> **Estratto della fonte**

________________________________________

La Romania però, ha in sé un altro grande tesoro, la regione può infatti vantare una tradizione fra le più varie e maggiormente conservate dell’intera Europa, un patrimonio denso di musica e balli celebrati con le caratteristiche vesti in eventi come il Pellegrinaggio della Domenica di Pentecoste a Szekely, la ‘fiera delle ragazze’ sul monte Găina, il Târgul Cireşelor di Sighisoara, l’Hora de la Prislop, festival di cui le cronache hanno parlato per la prima volta nel 1738 ed ancora la festa pastorale di Sambra, la parata Junii Brașoveni, suggestiva reminiscenza del passato che annualmente, da tempo immemore, si tiene nel quartiere Șcheii di Brasov.

A contraddistinguere le usanze romene sono anche le numerose leggende, antichi racconti che parlano di una folta popolazione di esseri magici: mostri, fate e titani, che fra incantesimi e maledizioni, ha resistito al tempo e da Bucovina a Oltenia, da Banat a Moldova, vivono tutt’ora nel folklore e nelle ricorrenze religiose.

________________________________________

> **Voci del dataset**

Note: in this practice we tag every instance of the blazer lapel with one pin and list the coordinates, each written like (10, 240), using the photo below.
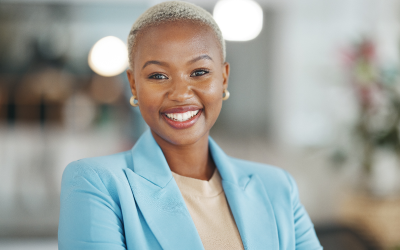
(159, 199)
(249, 203)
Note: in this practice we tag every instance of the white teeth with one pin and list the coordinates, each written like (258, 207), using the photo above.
(181, 117)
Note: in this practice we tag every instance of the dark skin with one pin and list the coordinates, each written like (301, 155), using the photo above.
(175, 65)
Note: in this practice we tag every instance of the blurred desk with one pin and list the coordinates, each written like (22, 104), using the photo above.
(377, 219)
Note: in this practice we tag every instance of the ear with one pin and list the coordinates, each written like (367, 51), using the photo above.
(225, 74)
(131, 79)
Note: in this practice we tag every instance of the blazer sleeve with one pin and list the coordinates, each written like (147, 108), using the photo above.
(306, 238)
(89, 217)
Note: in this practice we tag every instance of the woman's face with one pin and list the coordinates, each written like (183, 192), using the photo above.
(179, 77)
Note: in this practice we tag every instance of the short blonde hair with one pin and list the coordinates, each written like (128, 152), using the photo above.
(173, 11)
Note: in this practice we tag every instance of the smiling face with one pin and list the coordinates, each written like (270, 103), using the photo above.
(178, 77)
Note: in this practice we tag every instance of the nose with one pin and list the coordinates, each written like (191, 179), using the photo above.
(180, 90)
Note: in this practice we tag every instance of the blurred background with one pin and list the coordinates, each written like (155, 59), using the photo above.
(315, 90)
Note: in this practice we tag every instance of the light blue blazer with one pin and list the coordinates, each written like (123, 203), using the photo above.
(131, 201)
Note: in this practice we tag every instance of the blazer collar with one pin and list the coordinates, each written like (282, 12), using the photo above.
(165, 211)
(149, 161)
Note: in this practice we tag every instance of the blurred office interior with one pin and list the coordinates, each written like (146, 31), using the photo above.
(317, 93)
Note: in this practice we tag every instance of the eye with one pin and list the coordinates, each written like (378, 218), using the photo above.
(158, 76)
(199, 72)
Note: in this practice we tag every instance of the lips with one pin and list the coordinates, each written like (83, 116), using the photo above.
(182, 117)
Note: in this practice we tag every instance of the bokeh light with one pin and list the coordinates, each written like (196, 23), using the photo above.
(108, 57)
(239, 20)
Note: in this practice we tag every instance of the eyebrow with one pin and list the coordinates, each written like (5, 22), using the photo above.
(200, 58)
(154, 62)
(207, 57)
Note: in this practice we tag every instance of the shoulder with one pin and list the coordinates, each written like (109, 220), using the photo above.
(101, 172)
(276, 180)
(108, 164)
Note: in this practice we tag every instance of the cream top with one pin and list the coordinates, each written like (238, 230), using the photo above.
(210, 212)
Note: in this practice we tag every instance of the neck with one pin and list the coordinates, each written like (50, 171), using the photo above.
(193, 160)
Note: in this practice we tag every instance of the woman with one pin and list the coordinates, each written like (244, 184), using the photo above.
(176, 189)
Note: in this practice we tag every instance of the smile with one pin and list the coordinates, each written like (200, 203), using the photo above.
(181, 117)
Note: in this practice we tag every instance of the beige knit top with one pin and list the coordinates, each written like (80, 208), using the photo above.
(210, 212)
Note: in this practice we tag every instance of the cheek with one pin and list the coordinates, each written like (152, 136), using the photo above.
(213, 99)
(149, 103)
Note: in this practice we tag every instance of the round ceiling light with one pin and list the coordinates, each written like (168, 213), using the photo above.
(239, 20)
(108, 56)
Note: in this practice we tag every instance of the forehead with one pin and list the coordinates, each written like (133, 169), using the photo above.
(176, 40)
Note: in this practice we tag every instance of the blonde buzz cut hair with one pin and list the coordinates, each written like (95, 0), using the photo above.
(173, 11)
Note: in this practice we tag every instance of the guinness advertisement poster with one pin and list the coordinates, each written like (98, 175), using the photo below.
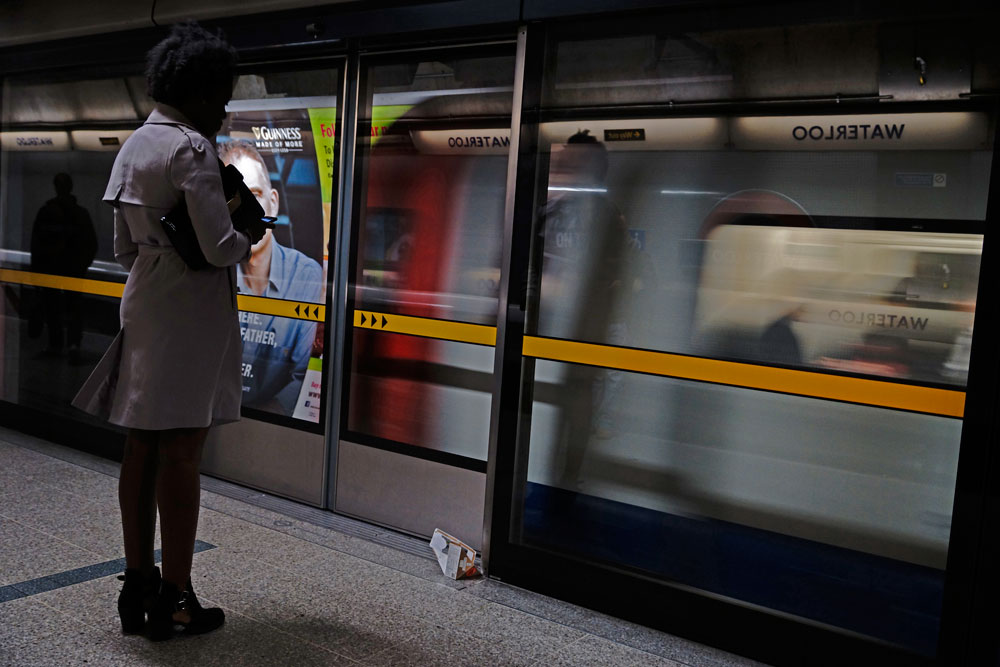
(286, 158)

________________________________________

> **Obiettivi**
a – Estrai dal brano sulle tradizioni romene il passo che comincia con le parole "La Romania però, ha" e si ferma dopo "nel quartiere Șcheii di Brasov.".
b – Rispondi in breve a queste domande sul brano sulle tradizioni romene.
(i) In quale anno le cronache hanno parlato per la prima volta dell'Hora de la Prislop?
(ii) In quale quartiere di Brașov si tiene la parata Junii Brașoveni?
(iii) Quali esseri magici popolano le leggende romene, secondo il brano?

> **Risposte per compito**
a –
La Romania però, ha in sé un altro grande tesoro, la regione può infatti vantare una tradizione fra le più varie e maggiormente conservate dell’intera Europa, un patrimonio denso di musica e balli celebrati con le caratteristiche vesti in eventi come il Pellegrinaggio della Domenica di Pentecoste a Szekely, la ‘fiera delle ragazze’ sul monte Găina, il Târgul Cireşelor di Sighisoara, l’Hora de la Prislop, festival di cui le cronache hanno parlato per la prima volta nel 1738 ed ancora la festa pastorale di Sambra, la parata Junii Brașoveni, suggestiva reminiscenza del passato che annualmente, da tempo immemore, si tiene nel quartiere Șcheii di Brasov.

b –
(i) Nel 1738.
(ii) Nel quartiere Șcheii.
(iii) Mostri, fate e titani.